• Required work:
Condense the paragraph of the Slotermeer text below that begins "As a result of World War II" into a short bulleted list that keeps its main facts.

• Document excerpt:

──────

However, they did keep discussing about a small triangular section of 23 hectares between the Ringspoorbaan, the Haarlemmerweg and the unrealised connection to the Haarlem railway. This downscaled plan envisaged strokenbouw (construction in parallel rows), in the same vein as the ‘Neue Sachlichkeit’ of the new neighborhoods built in Frankfurt am Main in the 1920s. Again, this plan was abandoned as well due to disagreements and it was decided to wait for the Algemeen Uitbreidingsplan first.

=== Garden city ===
As a result of World War II, the construction of Slotermeer was delayed by more than a decade. Construction began on 1 December 1951, and in late 1952, the first houses were ready to be lived in. On 7 October 1952, the first Garden City of Amsterdam outside the Ringspoorbaan was officially opened by Queen Juliana.

A part of Slotermeer was declared protected townscape by the District Council in 2007, namely the Van Eesteren Museum, a museum dedicated to Cornelis van Eesteren. Nevertheless, in 2009 it was decided to proceed with large-scale demolition in the northern and southern part of Slotermeer as part of urban renewal.

== Location and surroundings ==

Slotermeer is bordered to the north by the Haarlemmerweg and to the south by the Sloterplas (a lake) and Sloterpark, as well as Sportpark Ookmeer. The eastern boundary is the Ringspoorbaan, the western boundary the Eendrachtspark and Geuzeneiland (a small island). At the heart of the neighbourhood is the Gerbrandypark.

──────

(Natural-language object grounding data)

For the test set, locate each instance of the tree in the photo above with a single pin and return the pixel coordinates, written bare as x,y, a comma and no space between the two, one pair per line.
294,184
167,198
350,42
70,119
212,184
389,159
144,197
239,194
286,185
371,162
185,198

──────

• Exercise output:
- World War II delayed the construction of Slotermeer by more than a decade.
- Construction began on 1 December 1951, and the first houses were ready to live in by late 1952.
- On 7 October 1952, Queen Juliana officially opened it as Amsterdam's first Garden City outside the Ringspoorbaan.